• INSTRUCCIÓN
Actualiza el material: reescribe todas sus líneas cambiando "client" por "customer" y deja todo lo demás sin cambios.

[Entradas de anotación de cuadros delimitadores]
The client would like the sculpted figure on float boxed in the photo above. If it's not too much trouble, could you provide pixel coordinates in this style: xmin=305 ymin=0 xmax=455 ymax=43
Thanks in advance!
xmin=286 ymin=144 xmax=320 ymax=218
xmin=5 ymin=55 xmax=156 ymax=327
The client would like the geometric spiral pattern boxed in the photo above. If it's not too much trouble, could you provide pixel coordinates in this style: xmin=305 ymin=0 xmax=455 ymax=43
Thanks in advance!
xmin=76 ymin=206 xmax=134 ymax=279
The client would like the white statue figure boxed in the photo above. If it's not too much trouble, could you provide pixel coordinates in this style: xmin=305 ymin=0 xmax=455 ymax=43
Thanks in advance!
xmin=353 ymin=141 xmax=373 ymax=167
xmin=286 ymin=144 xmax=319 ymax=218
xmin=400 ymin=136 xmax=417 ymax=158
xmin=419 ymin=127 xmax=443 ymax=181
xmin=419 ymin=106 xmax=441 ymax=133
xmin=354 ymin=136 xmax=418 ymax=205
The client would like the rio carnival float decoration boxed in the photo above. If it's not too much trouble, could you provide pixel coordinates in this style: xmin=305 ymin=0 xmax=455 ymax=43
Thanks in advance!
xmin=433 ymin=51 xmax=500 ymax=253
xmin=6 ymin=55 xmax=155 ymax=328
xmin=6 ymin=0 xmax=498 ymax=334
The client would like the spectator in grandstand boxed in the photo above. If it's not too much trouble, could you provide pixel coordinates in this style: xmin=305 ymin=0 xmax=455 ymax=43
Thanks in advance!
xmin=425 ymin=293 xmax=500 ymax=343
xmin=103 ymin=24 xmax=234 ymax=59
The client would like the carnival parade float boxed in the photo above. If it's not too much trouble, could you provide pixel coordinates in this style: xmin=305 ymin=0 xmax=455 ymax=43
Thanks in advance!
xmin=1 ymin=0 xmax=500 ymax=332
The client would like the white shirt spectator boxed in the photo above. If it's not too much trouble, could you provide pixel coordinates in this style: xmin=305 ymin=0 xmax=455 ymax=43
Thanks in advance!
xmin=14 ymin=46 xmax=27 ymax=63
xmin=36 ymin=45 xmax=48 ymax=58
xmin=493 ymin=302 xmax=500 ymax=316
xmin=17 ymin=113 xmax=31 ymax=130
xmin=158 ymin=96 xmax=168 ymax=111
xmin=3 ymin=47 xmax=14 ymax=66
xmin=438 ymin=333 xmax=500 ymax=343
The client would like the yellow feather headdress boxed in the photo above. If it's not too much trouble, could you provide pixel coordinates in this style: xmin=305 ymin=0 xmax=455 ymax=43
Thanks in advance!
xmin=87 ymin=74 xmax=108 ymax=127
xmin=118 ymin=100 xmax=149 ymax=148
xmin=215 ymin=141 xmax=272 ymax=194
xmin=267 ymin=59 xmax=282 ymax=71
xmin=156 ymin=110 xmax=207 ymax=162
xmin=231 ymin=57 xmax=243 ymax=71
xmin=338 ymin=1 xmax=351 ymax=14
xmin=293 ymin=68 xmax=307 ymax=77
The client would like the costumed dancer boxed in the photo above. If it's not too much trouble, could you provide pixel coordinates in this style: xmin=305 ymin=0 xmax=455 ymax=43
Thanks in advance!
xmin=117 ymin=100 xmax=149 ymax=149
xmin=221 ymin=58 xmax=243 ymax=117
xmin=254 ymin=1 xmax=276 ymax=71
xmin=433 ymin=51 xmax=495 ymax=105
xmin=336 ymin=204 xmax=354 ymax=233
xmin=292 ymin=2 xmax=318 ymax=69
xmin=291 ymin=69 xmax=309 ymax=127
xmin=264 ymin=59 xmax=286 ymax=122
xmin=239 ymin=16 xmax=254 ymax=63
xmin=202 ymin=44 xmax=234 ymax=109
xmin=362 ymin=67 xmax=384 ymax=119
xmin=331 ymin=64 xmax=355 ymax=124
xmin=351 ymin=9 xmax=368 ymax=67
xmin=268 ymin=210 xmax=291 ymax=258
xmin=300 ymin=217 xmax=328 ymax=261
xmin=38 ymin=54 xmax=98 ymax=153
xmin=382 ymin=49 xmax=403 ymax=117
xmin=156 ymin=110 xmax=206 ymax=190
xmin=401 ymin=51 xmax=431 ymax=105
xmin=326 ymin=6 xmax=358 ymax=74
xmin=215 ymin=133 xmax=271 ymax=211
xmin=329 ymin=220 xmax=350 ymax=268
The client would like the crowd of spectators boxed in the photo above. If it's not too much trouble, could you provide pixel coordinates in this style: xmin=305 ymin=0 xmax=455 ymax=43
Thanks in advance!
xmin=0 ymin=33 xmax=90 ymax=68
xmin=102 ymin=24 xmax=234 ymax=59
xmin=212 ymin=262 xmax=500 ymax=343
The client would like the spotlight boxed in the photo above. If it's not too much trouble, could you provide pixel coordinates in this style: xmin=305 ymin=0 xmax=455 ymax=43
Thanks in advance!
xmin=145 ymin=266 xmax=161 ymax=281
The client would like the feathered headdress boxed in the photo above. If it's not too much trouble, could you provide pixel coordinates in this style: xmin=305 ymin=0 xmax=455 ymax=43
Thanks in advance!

• RESULTADO DEL EJERCICIO
The customer would like the sculpted figure on float boxed in the photo above. If it's not too much trouble, could you provide pixel coordinates in this style: xmin=305 ymin=0 xmax=455 ymax=43
Thanks in advance!
xmin=286 ymin=144 xmax=320 ymax=218
xmin=5 ymin=55 xmax=156 ymax=327
The customer would like the geometric spiral pattern boxed in the photo above. If it's not too much trouble, could you provide pixel coordinates in this style: xmin=305 ymin=0 xmax=455 ymax=43
Thanks in advance!
xmin=76 ymin=206 xmax=134 ymax=279
The customer would like the white statue figure boxed in the photo above. If it's not too much trouble, could you provide pixel coordinates in this style: xmin=305 ymin=0 xmax=455 ymax=43
Thanks in advance!
xmin=353 ymin=141 xmax=373 ymax=167
xmin=286 ymin=144 xmax=319 ymax=218
xmin=400 ymin=136 xmax=417 ymax=158
xmin=419 ymin=127 xmax=443 ymax=181
xmin=419 ymin=106 xmax=441 ymax=133
xmin=354 ymin=136 xmax=418 ymax=205
The customer would like the rio carnival float decoration boxed in the photo above. If it's not too much trouble, could you provide pixel coordinates in this style: xmin=305 ymin=0 xmax=455 ymax=43
Thanks in advance!
xmin=433 ymin=51 xmax=500 ymax=253
xmin=6 ymin=55 xmax=155 ymax=328
xmin=6 ymin=0 xmax=498 ymax=334
The customer would like the spectator in grandstand boxed in the photo above. If it's not too much trouble, could you provide pixel coordinates in this style: xmin=305 ymin=0 xmax=455 ymax=43
Thanks in advance!
xmin=425 ymin=293 xmax=500 ymax=343
xmin=103 ymin=24 xmax=234 ymax=59
The customer would like the carnival parade float boxed in the photo above. If it's not too much trouble, could you provide pixel coordinates in this style: xmin=305 ymin=0 xmax=455 ymax=43
Thanks in advance!
xmin=1 ymin=0 xmax=500 ymax=332
The customer would like the white shirt spectator boxed in the photo above. If it's not too much trouble, could you provide pixel coordinates in this style: xmin=305 ymin=0 xmax=455 ymax=43
Thanks in advance!
xmin=14 ymin=46 xmax=27 ymax=63
xmin=36 ymin=45 xmax=48 ymax=58
xmin=493 ymin=302 xmax=500 ymax=316
xmin=17 ymin=113 xmax=31 ymax=130
xmin=158 ymin=96 xmax=168 ymax=111
xmin=3 ymin=47 xmax=14 ymax=66
xmin=438 ymin=333 xmax=500 ymax=343
The customer would like the yellow feather headdress boxed in the photo above. If it's not too much trouble, could you provide pixel coordinates in this style: xmin=305 ymin=0 xmax=455 ymax=43
Thanks in advance!
xmin=87 ymin=74 xmax=108 ymax=127
xmin=118 ymin=100 xmax=149 ymax=148
xmin=215 ymin=141 xmax=272 ymax=194
xmin=267 ymin=59 xmax=282 ymax=71
xmin=156 ymin=110 xmax=207 ymax=162
xmin=231 ymin=57 xmax=243 ymax=71
xmin=338 ymin=1 xmax=351 ymax=14
xmin=293 ymin=68 xmax=307 ymax=77
The customer would like the costumed dancer boxed in the photo above. If it's not too much trouble, could you provide pixel coordinates in this style: xmin=305 ymin=0 xmax=455 ymax=43
Thanks in advance!
xmin=117 ymin=100 xmax=149 ymax=149
xmin=221 ymin=58 xmax=243 ymax=117
xmin=254 ymin=1 xmax=276 ymax=71
xmin=433 ymin=51 xmax=495 ymax=105
xmin=336 ymin=204 xmax=354 ymax=233
xmin=292 ymin=2 xmax=318 ymax=69
xmin=291 ymin=69 xmax=309 ymax=127
xmin=264 ymin=59 xmax=286 ymax=122
xmin=239 ymin=16 xmax=254 ymax=63
xmin=202 ymin=44 xmax=234 ymax=109
xmin=362 ymin=67 xmax=384 ymax=119
xmin=331 ymin=64 xmax=355 ymax=124
xmin=351 ymin=9 xmax=368 ymax=67
xmin=268 ymin=210 xmax=291 ymax=258
xmin=300 ymin=217 xmax=328 ymax=261
xmin=38 ymin=54 xmax=98 ymax=153
xmin=382 ymin=49 xmax=403 ymax=117
xmin=156 ymin=110 xmax=206 ymax=190
xmin=401 ymin=51 xmax=431 ymax=105
xmin=326 ymin=6 xmax=358 ymax=74
xmin=215 ymin=133 xmax=271 ymax=211
xmin=329 ymin=220 xmax=350 ymax=268
The customer would like the crowd of spectators boxed in the photo above. If it's not too much trouble, could you provide pixel coordinates in this style: xmin=305 ymin=0 xmax=455 ymax=43
Thanks in advance!
xmin=0 ymin=33 xmax=90 ymax=68
xmin=102 ymin=24 xmax=234 ymax=59
xmin=212 ymin=262 xmax=500 ymax=343
The customer would like the spotlight boxed in the photo above. If it's not too much trouble, could you provide pixel coordinates in this style: xmin=305 ymin=0 xmax=455 ymax=43
Thanks in advance!
xmin=145 ymin=266 xmax=161 ymax=281
The customer would like the feathered headdress boxed in the photo above. If it's not too much trouble, could you provide pixel coordinates in this style: xmin=305 ymin=0 xmax=455 ymax=43
Thanks in advance!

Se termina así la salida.